Text
**********

[FOM] 820: Sugared ZFC Formalization/2

Tennant, Neil tennant.9 at osu.edu
Tue Jun 19 08:22:07 EDT 2018


Harvey in effect relies on the scope distinctions that can be made fully explicit by the following use of bound variables to indicate term-insertions:

t_x (x=x)         false if the term t does not denote; true if the term t does denote

~ t_x (x=x)      true if the term t does not denote; false if the term t does denote

t_x ~(x=x)       false if the term t does not denote; false if the term t does denote

The free logic that captures these intuitions about term-denotations and truth-conditions is set out in my paper

Natural deduction for first order logic with identity, descriptions and restricted quantification’, in Contributed Papers of the 5th International Congress of Logic, Methodology and Philosophy of Science, London, Ontario, 1975, pp. I 51-2.

See iterm 123 at https://u.osu.edu/tennant.9/publications/

Neil


________________________________________
From: fom-bounces at cs.nyu.edu [fom-bounces at cs.nyu.edu] on behalf of Harvey Friedman [hmflogic at gmail.com]
Sent: Monday, June 18, 2018 7:52 PM
To: Foundations of Mathematics; Larry Paulson
Subject: Re: [FOM] 820: Sugared ZFC Formalization/2

I respectfully have a different take on this, and the example you gave
of 1/0 = 10 and 1/0 not= 1/0 and not 1/0 = 1/0 being meaningless is a
perfect example for my approach.

**********

What you need to do
- 1) In the message on term denotation, switch "truth-conditions" to "truth-values" and write out everything from "The free logic" down to "pp. I 51-2.".
- 2) Please pick up the message on term denotation from where it stops and continue it.

Material supplied
**********

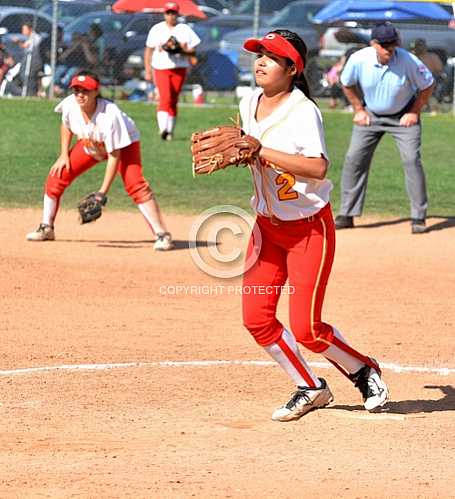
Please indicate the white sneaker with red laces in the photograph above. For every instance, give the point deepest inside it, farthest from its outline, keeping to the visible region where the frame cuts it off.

**********

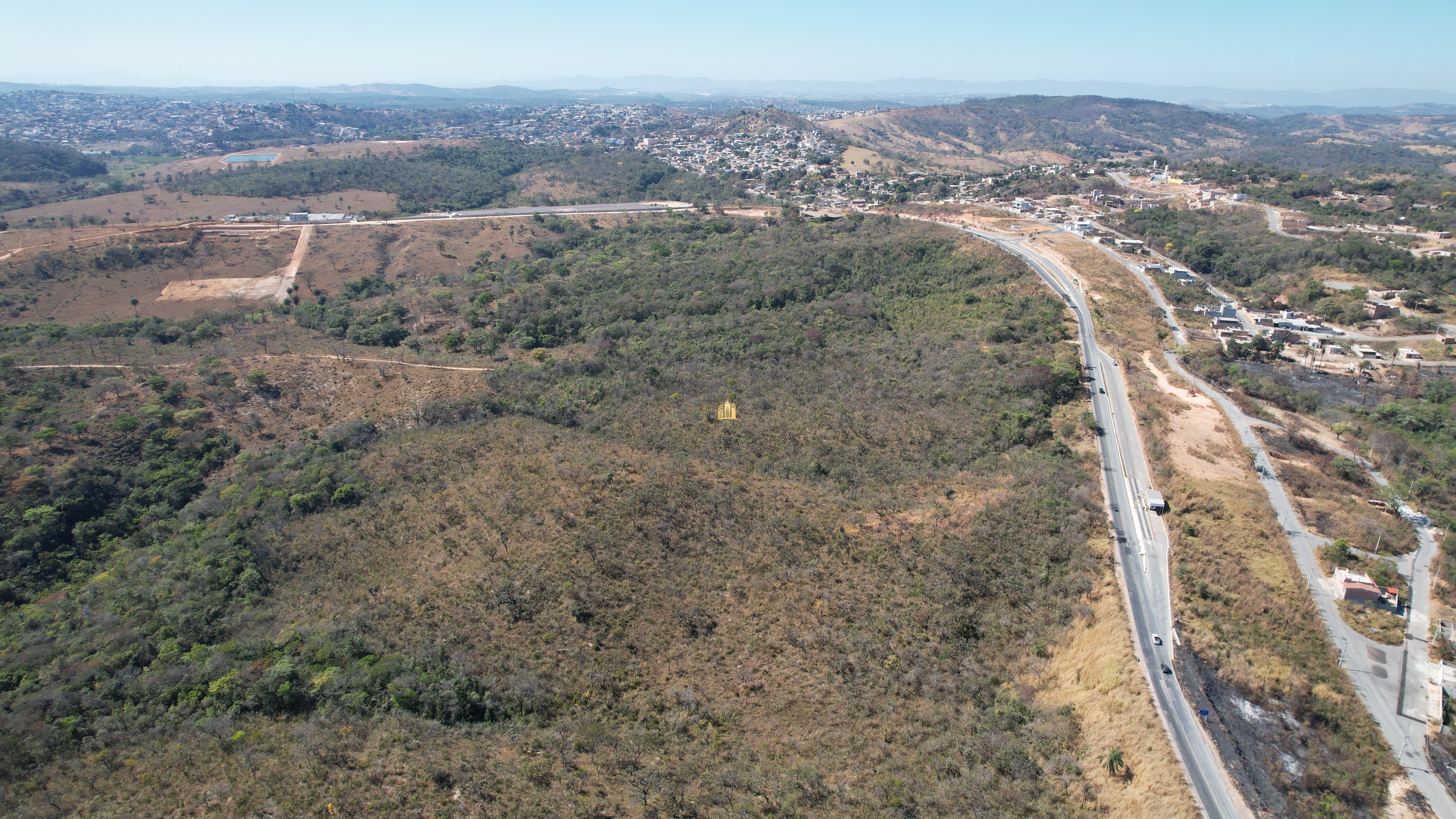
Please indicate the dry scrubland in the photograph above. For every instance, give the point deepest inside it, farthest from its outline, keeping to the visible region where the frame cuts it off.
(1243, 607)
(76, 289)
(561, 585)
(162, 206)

**********

Solved tasks
- 1)
The free logic that captures these intuitions about term-denotations and truth-values is set out in my paper

Natural deduction for first order logic with identity, descriptions and restricted quantification’, in Contributed Papers of the 5th International Congress of Logic, Methodology and Philosophy of Science, London, Ontario, 1975, pp. I 51-2.

- 2)
I know how to convince mathematicians of the proper attitude towards this.

An atomic statement is automatically false if any sub term is
undefined. So 1/0 = 1/0 is meaningful and false, 1/0 not= 1/0 is
meaningful and false, and also not 1/0 = 1/0 is meaningful is true. I
will argue until the cows come home with them, and I claim that I have
done this sort of thing on occasion with some success - although if
you are interested, I will try to document this with them.

And I will convince them that this is fully consistent with any
intelligible mathematical thinking, if that thinking is meant to be
fully rigorous.

Of course, I am trying to do this sort of thing with everything needed
in Sugared ZFC, and that is of course a tall order (especially for
this short person) (smile).

Harvey Friedman

On Mon, Jun 18, 2018 at 11:42 AM, Lawrence Paulson <lp15 at cam.ac.uk> wrote:
> There is a tension between logical formality and ordinary mathematical thinking. And because formality cannot be compromised (for then it would cease to be formal), ordinary mathematical thinking will need to give way. For example, ordinary mathematical thinking surely rejects both 1/0 = 1/0 and 1/0 ≠ 1/0 as meaningless. Most formal proof assistants will make the first one true and the second one false, though with free logic I believe it to be the other way around. There are other approaches to this particular difficulty, but doubt whether any of them are fully consistent with ordinary mathematical thinking. It is a vague concept so we can never be sure. We would be better off accepting a formal system whose workings can be understood with the help of ordinary mathematical thinking even when they are not strictly orthodox.
>
> Larry Paulson
>
>
>
>> On 14 Jun 2018, at 23:45, Harvey Friedman <hmflogic at gmail.com> wrote:
>>
>> 2,3. THE BEST WAY TO PROCEED WITH ACTUAL
>> FORMALIZATION IS TO START OVER WITH THE FUNDAMENTAL PRINCIPLE THAT
>> ORDINARY MATHEMATICAL THINKING MUST RULE.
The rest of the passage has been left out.